* **What this task involves**
Copy every line of the listing below that contains the string "before".

Content starts

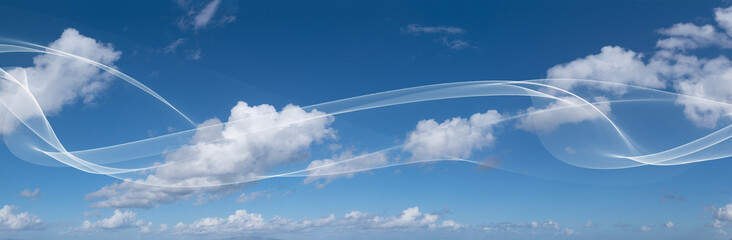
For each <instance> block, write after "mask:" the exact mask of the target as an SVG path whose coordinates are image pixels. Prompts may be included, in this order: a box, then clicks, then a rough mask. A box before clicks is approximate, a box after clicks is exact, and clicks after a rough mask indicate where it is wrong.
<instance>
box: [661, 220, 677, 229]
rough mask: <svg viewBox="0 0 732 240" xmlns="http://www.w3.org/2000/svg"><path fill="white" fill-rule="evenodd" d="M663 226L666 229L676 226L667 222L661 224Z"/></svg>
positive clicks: (671, 222) (673, 224) (673, 222)
mask: <svg viewBox="0 0 732 240" xmlns="http://www.w3.org/2000/svg"><path fill="white" fill-rule="evenodd" d="M663 226H664V227H667V228H672V227H674V226H676V224H674V222H671V221H668V222H665V223H664V224H663Z"/></svg>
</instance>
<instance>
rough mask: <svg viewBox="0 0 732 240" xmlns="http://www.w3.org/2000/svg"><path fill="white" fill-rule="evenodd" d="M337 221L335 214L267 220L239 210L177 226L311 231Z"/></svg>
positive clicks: (274, 218) (186, 230)
mask: <svg viewBox="0 0 732 240" xmlns="http://www.w3.org/2000/svg"><path fill="white" fill-rule="evenodd" d="M334 221H335V216H334V215H333V214H331V215H329V216H327V217H323V218H318V219H314V220H299V221H295V220H291V219H286V218H281V217H279V216H275V217H274V218H272V219H270V220H265V219H264V218H263V217H262V215H261V214H258V213H249V212H247V211H246V210H237V211H236V212H235V213H234V214H233V215H230V216H228V217H226V218H215V217H210V218H202V219H200V220H197V221H195V222H193V223H191V224H183V223H178V224H177V225H176V226H175V228H176V230H177V231H179V232H181V233H187V234H210V233H217V234H227V233H275V232H276V233H281V232H299V231H310V230H313V229H316V228H320V227H323V226H326V225H329V224H331V223H333V222H334Z"/></svg>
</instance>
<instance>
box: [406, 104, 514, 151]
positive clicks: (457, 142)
mask: <svg viewBox="0 0 732 240" xmlns="http://www.w3.org/2000/svg"><path fill="white" fill-rule="evenodd" d="M500 119H501V114H499V113H498V112H497V111H495V110H490V111H487V112H485V113H476V114H474V115H472V116H470V118H468V119H464V118H460V117H456V118H453V119H449V120H445V121H444V122H442V123H437V121H435V120H434V119H429V120H422V121H419V123H417V127H416V129H415V130H414V131H412V132H411V133H409V134H408V135H407V139H406V141H405V143H404V151H407V152H409V153H411V154H412V158H413V159H415V160H425V159H444V158H469V157H470V156H471V155H472V152H473V151H475V150H480V149H483V148H485V147H488V146H491V145H492V144H493V142H494V141H495V137H494V136H493V127H494V126H495V125H496V124H497V123H498V121H499V120H500Z"/></svg>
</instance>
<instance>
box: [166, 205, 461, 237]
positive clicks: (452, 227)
mask: <svg viewBox="0 0 732 240" xmlns="http://www.w3.org/2000/svg"><path fill="white" fill-rule="evenodd" d="M439 218H440V216H439V215H437V214H429V213H422V212H420V210H419V208H418V207H413V208H408V209H406V210H404V211H402V212H401V213H400V214H399V215H397V216H391V217H383V216H378V215H375V214H370V213H364V212H359V211H351V212H349V213H347V214H345V215H344V216H343V217H342V218H336V217H335V215H333V214H330V215H328V216H326V217H322V218H316V219H301V220H292V219H287V218H282V217H279V216H275V217H273V218H271V219H269V220H267V219H265V218H264V217H263V216H262V215H261V214H258V213H251V212H247V211H246V210H237V211H236V212H235V213H234V214H232V215H229V216H227V217H223V218H217V217H207V218H202V219H199V220H197V221H194V222H192V223H190V224H185V223H182V222H181V223H178V224H177V225H176V226H175V229H176V231H177V232H179V233H185V234H212V233H214V234H242V233H251V234H262V233H283V232H308V231H314V230H317V229H319V228H324V227H332V228H336V229H358V230H359V231H367V230H371V231H394V230H417V229H446V230H460V229H464V228H467V227H468V226H467V225H465V224H461V223H457V222H455V221H452V220H444V221H442V222H441V223H440V224H439V225H438V224H437V223H438V221H439Z"/></svg>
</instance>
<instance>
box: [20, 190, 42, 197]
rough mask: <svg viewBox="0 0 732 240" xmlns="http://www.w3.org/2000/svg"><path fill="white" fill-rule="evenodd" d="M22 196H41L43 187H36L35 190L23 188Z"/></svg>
mask: <svg viewBox="0 0 732 240" xmlns="http://www.w3.org/2000/svg"><path fill="white" fill-rule="evenodd" d="M20 196H21V197H30V198H32V197H40V196H41V189H38V188H36V189H35V190H33V191H31V190H29V189H27V188H26V189H23V191H22V192H20Z"/></svg>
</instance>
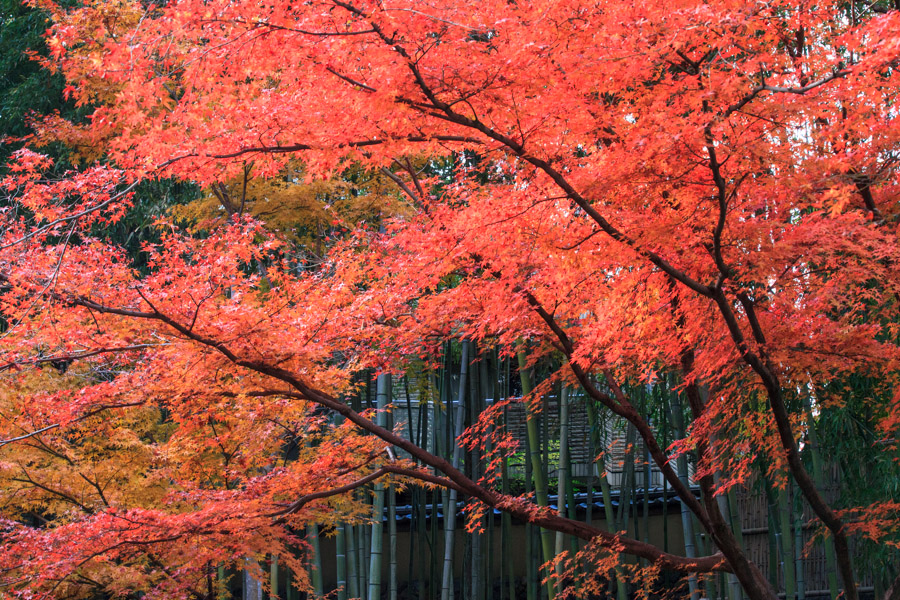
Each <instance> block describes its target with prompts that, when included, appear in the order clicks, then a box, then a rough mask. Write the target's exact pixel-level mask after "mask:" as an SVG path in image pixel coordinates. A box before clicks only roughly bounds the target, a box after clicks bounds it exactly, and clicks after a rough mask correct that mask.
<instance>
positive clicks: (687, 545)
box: [670, 393, 700, 600]
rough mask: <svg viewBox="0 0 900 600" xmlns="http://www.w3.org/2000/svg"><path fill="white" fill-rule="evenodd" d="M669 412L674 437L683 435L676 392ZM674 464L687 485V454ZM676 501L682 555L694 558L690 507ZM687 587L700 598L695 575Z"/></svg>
mask: <svg viewBox="0 0 900 600" xmlns="http://www.w3.org/2000/svg"><path fill="white" fill-rule="evenodd" d="M670 412H671V419H670V421H671V422H672V425H673V426H674V428H675V431H674V434H675V437H676V438H679V439H681V438H683V437H684V413H683V412H682V409H681V396H679V395H678V394H677V393H674V394H672V395H671V396H670ZM675 466H676V467H677V469H678V479H680V480H681V483H682V484H684V485H685V486H686V487H687V485H688V462H687V456H685V455H684V454H681V455H679V456H678V458H677V459H676V461H675ZM678 503H679V504H680V505H681V529H682V533H683V535H684V555H685V556H687V557H688V558H694V557H695V556H697V551H696V549H695V547H694V521H693V519H692V515H691V509H690V508H688V506H687V504H685V502H684V501H683V500H679V501H678ZM688 589H689V590H690V593H691V600H699V598H700V590H699V586H698V585H697V576H696V575H691V576H689V577H688Z"/></svg>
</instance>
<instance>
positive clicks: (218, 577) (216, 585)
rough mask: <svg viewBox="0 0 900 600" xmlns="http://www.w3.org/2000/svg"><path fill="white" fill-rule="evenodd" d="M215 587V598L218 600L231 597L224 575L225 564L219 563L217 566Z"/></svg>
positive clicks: (222, 599)
mask: <svg viewBox="0 0 900 600" xmlns="http://www.w3.org/2000/svg"><path fill="white" fill-rule="evenodd" d="M216 587H217V589H218V593H217V594H216V597H218V598H219V600H225V599H226V598H229V597H231V593H230V591H229V590H228V578H227V576H226V575H225V563H219V566H218V568H217V569H216Z"/></svg>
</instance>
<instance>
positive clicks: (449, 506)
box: [441, 342, 470, 600]
mask: <svg viewBox="0 0 900 600" xmlns="http://www.w3.org/2000/svg"><path fill="white" fill-rule="evenodd" d="M469 350H470V344H469V342H463V344H462V364H461V365H460V369H459V400H458V404H457V407H456V415H457V416H456V423H455V425H456V431H455V434H456V435H455V436H454V443H453V458H452V459H451V464H452V465H453V468H455V469H458V468H459V465H460V462H461V461H462V447H461V446H460V445H459V442H458V439H459V437H460V436H461V435H462V434H463V424H464V422H465V409H466V405H465V399H466V397H465V396H466V385H467V384H468V374H469ZM448 412H449V411H448ZM456 498H457V492H456V488H453V489H451V490H450V493H449V494H448V496H447V509H446V511H445V512H444V571H443V577H442V580H441V600H450V598H451V597H452V595H453V542H454V537H455V536H456Z"/></svg>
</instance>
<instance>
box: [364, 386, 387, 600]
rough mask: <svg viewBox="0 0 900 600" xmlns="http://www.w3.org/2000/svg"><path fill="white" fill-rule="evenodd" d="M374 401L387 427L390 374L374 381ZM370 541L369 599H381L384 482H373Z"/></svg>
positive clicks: (376, 415) (379, 413)
mask: <svg viewBox="0 0 900 600" xmlns="http://www.w3.org/2000/svg"><path fill="white" fill-rule="evenodd" d="M375 385H376V402H377V405H378V413H377V414H376V417H375V418H376V422H377V423H378V425H379V426H381V427H387V411H388V405H389V404H390V402H391V375H390V373H382V374H381V375H379V376H378V379H377V381H376V384H375ZM372 505H373V506H372V527H371V531H372V543H371V546H370V547H371V553H370V558H369V595H368V598H369V600H381V562H382V551H383V546H384V543H383V542H384V539H383V535H384V484H383V483H381V482H380V481H379V482H378V483H376V484H375V490H374V501H373V503H372Z"/></svg>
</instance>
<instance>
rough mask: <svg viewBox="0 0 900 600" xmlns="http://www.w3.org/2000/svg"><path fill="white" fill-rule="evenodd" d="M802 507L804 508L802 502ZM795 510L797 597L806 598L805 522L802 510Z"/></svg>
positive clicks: (795, 551)
mask: <svg viewBox="0 0 900 600" xmlns="http://www.w3.org/2000/svg"><path fill="white" fill-rule="evenodd" d="M800 508H801V509H802V503H801V506H800ZM793 512H794V565H795V569H796V570H797V598H798V600H806V576H805V574H804V568H803V522H802V519H801V514H800V513H801V511H800V510H795V511H793Z"/></svg>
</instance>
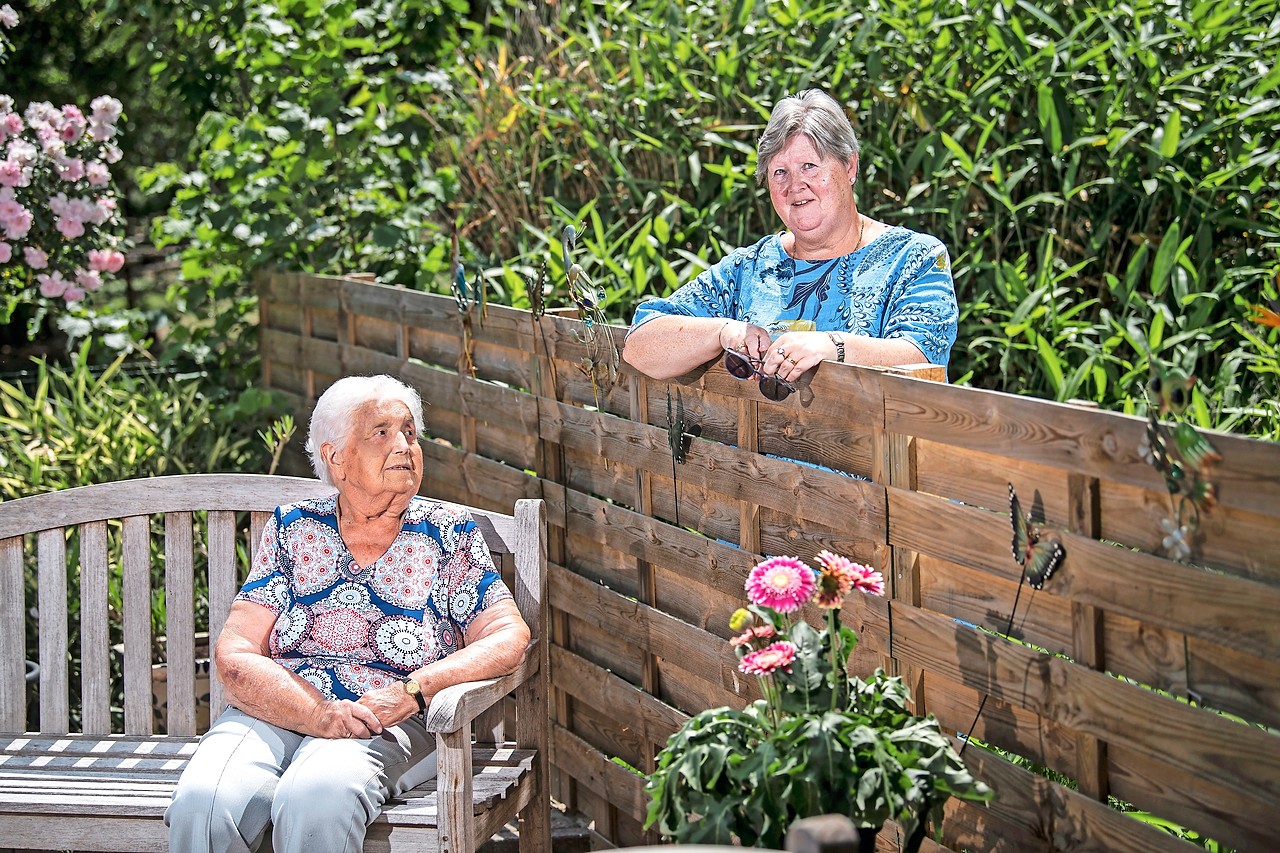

Content ends

* **Problem solution**
For each <instance> block, write after "mask:" the exact mask of the target as an SVG path whose coordinates are image pixels. Prompts may be included, in this order: a box, then clicks, then a rough mask. A box before clicks is approximate, a box after clicks is exact, and clicks after a rough mask indicate where it is wrong.
Each <instance> block describes its target with prompts that, when included, appear in the order clicks, then a box, then a rough mask. Write the target's exact pixel-level mask after "mask:" as an SVG path in image pixel coordinates. A box before clicks only roughly bounds the target, a box after clicks bounds it exactly, and clicks after a rough mask correct that mask.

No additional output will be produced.